Spatial localization data:
--------------------
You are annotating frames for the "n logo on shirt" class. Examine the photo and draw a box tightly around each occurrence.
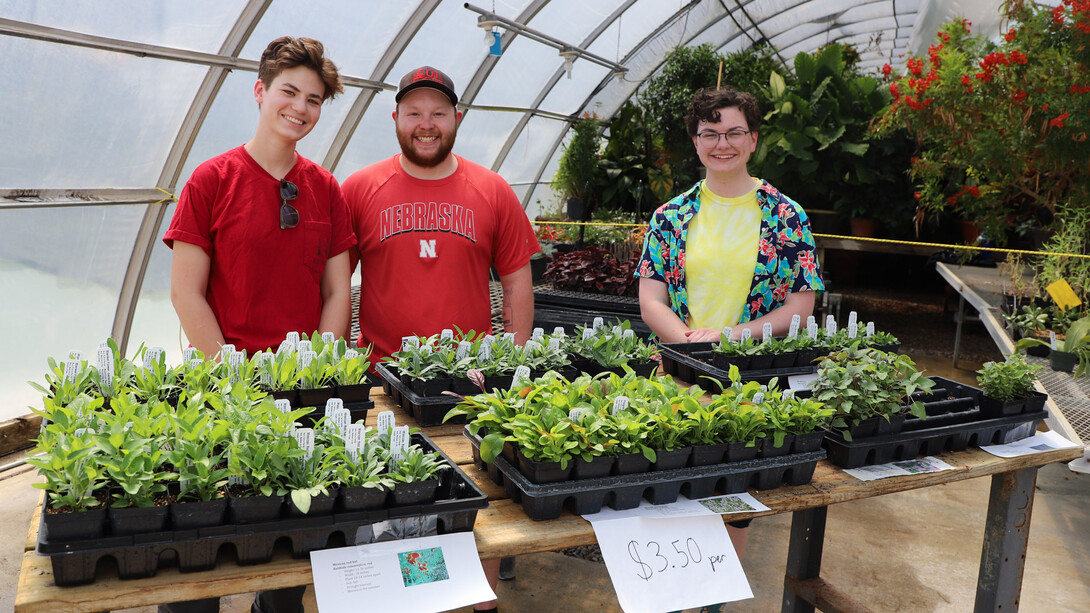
[419,239,437,258]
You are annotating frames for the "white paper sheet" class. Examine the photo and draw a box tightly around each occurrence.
[582,493,769,521]
[310,532,495,613]
[843,456,955,481]
[587,508,753,612]
[981,430,1080,458]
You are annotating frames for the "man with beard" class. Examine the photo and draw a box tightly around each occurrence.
[342,66,539,613]
[342,66,539,362]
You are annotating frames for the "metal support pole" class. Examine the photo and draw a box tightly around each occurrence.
[782,506,827,613]
[975,468,1038,612]
[953,294,966,368]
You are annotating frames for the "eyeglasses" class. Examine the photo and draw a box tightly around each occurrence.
[696,130,752,147]
[279,179,299,230]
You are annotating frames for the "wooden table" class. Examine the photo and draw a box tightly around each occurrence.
[15,388,1081,612]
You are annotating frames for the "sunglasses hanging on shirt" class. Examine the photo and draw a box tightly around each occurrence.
[280,179,300,229]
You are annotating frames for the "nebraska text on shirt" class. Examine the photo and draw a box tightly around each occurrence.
[379,201,477,243]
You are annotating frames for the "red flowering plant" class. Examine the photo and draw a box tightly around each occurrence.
[876,2,1090,245]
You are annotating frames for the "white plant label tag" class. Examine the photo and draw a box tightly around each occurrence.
[569,407,586,422]
[276,340,293,356]
[511,365,531,389]
[806,315,816,328]
[73,427,92,438]
[532,327,545,340]
[807,323,819,340]
[297,340,313,354]
[847,324,858,339]
[293,428,315,462]
[502,332,515,343]
[456,340,472,360]
[400,336,416,351]
[332,408,351,436]
[376,411,395,437]
[344,349,359,360]
[825,315,837,335]
[523,340,540,356]
[549,337,561,352]
[322,332,335,344]
[188,359,203,370]
[285,331,301,348]
[96,347,113,387]
[612,396,629,415]
[789,315,800,338]
[63,359,80,383]
[299,350,316,369]
[441,329,454,342]
[68,350,82,361]
[98,340,110,350]
[325,397,343,419]
[478,344,491,361]
[866,322,875,337]
[220,343,236,358]
[847,311,858,329]
[751,392,765,405]
[740,328,752,341]
[623,329,635,340]
[553,327,566,336]
[782,389,795,399]
[145,347,164,368]
[722,326,733,341]
[582,328,595,341]
[762,323,773,341]
[1049,330,1058,351]
[274,398,292,413]
[345,423,365,461]
[228,350,244,371]
[389,426,410,465]
[483,334,495,346]
[593,317,605,331]
[259,353,274,387]
[612,325,623,337]
[420,344,432,356]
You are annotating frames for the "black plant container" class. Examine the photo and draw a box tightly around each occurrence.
[411,377,452,397]
[651,447,691,471]
[757,435,795,458]
[725,441,758,462]
[227,492,284,524]
[336,377,374,403]
[749,354,775,370]
[875,414,906,435]
[772,353,797,368]
[517,451,573,484]
[391,479,440,506]
[286,488,337,517]
[450,377,482,395]
[1023,390,1048,413]
[339,485,388,511]
[1050,350,1078,373]
[109,504,169,536]
[169,495,227,530]
[712,353,749,371]
[270,388,299,407]
[484,375,513,392]
[571,455,614,479]
[42,505,107,542]
[978,395,1026,418]
[792,431,826,453]
[612,452,652,475]
[847,417,880,439]
[689,443,730,466]
[297,386,336,407]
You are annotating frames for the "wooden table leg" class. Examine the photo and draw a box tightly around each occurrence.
[782,506,826,613]
[975,467,1038,612]
[953,294,966,368]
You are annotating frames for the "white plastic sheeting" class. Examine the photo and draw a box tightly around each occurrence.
--------------------
EXERCISE DIRECTIONS. From the records given above, reproduce all text exactly and exclude each picture.

PROBLEM SOLUTION.
You are annotating frames for the "n logo on shirt" class. Examine the photo and draw a box tightly around each occurrence.
[419,239,437,258]
You are annotating frames for the "white paper sheet" class. Examine the photo and draw a box tightly around each occurrence.
[582,493,769,521]
[310,532,495,613]
[843,456,955,481]
[587,508,753,612]
[981,430,1080,458]
You are annotating frames for the "man with beard" class. Examine the photo and draw a box tightly around each occurrence.
[342,66,539,613]
[342,66,539,362]
You are annotating frames for the "metal support pole" class. Examine the photo and draw a box tightly around each occurrence.
[782,506,827,613]
[975,468,1038,612]
[953,294,966,368]
You are annotating frames for the "eyeglasses" class. Examine the photo and draw a box tightly around each occurrence.
[696,130,752,147]
[279,179,299,230]
You are annotating frames for the "wooden table" class. Examine the photo and draw a box tightly around each occurrence.
[15,388,1081,612]
You are annotating frames for the "sunglasses hanging on shirt" class. Examine the photo and draw a box tightly around each occurrence.
[280,179,300,229]
You are annotating frames for the "nebraska text on shirt" class. Examine the photo and draw a box tightly around each occurrence.
[379,201,477,243]
You are annotating frames for the "red flowering plant" class. Examine the photo and draw a box tightly around each occurrence.
[876,2,1090,245]
You are annotating frames for the "white plant label tag" class. Examine the photo and draw a box tightly around each occurrence.
[569,407,586,422]
[276,340,293,356]
[511,365,531,389]
[806,315,816,328]
[73,427,92,438]
[532,327,545,340]
[807,323,819,340]
[297,340,313,354]
[847,324,858,339]
[293,428,315,462]
[502,332,515,343]
[456,340,472,360]
[400,336,416,351]
[332,408,351,436]
[376,411,395,437]
[344,349,359,360]
[825,315,837,335]
[523,340,540,356]
[549,337,561,352]
[322,332,335,344]
[188,359,203,370]
[285,331,301,348]
[96,347,113,387]
[612,396,629,415]
[789,315,800,338]
[63,359,80,383]
[299,350,316,369]
[441,329,454,342]
[68,350,82,361]
[98,340,110,350]
[325,397,343,419]
[478,344,491,361]
[866,322,875,337]
[220,343,236,358]
[847,311,858,329]
[751,392,765,405]
[740,328,752,341]
[623,329,635,340]
[553,327,566,336]
[782,389,795,399]
[145,347,164,368]
[722,326,733,341]
[582,328,595,341]
[762,323,773,341]
[1049,330,1058,351]
[274,398,292,413]
[345,423,365,461]
[228,350,244,371]
[389,426,410,465]
[483,334,495,346]
[593,317,605,331]
[259,353,274,387]
[612,325,623,337]
[420,344,432,356]
You are annotating frames for the "black plant container" class. Examine the photo and draw a box tightly around each occurrence.
[411,377,452,397]
[651,447,691,471]
[757,435,795,458]
[725,441,758,462]
[227,492,284,524]
[336,377,374,403]
[749,354,775,370]
[875,414,906,435]
[772,353,797,368]
[517,451,573,484]
[391,479,440,506]
[286,488,337,517]
[450,377,482,395]
[1023,390,1048,413]
[339,485,388,511]
[1050,350,1078,373]
[109,504,169,536]
[169,495,227,530]
[712,353,749,371]
[270,388,299,407]
[484,375,513,392]
[571,455,614,479]
[42,505,107,542]
[978,395,1026,418]
[792,431,826,453]
[612,452,652,475]
[847,417,880,439]
[689,443,730,466]
[297,386,336,407]
You are annotating frames for the "wooden table leg" class. Examine the photo and draw a box tightly around each occurrence.
[782,506,826,613]
[975,467,1038,612]
[953,294,966,368]
You are annotating frames for the "white plastic sheeting" class. Examine the photo and draw a box tightly around each occurrence.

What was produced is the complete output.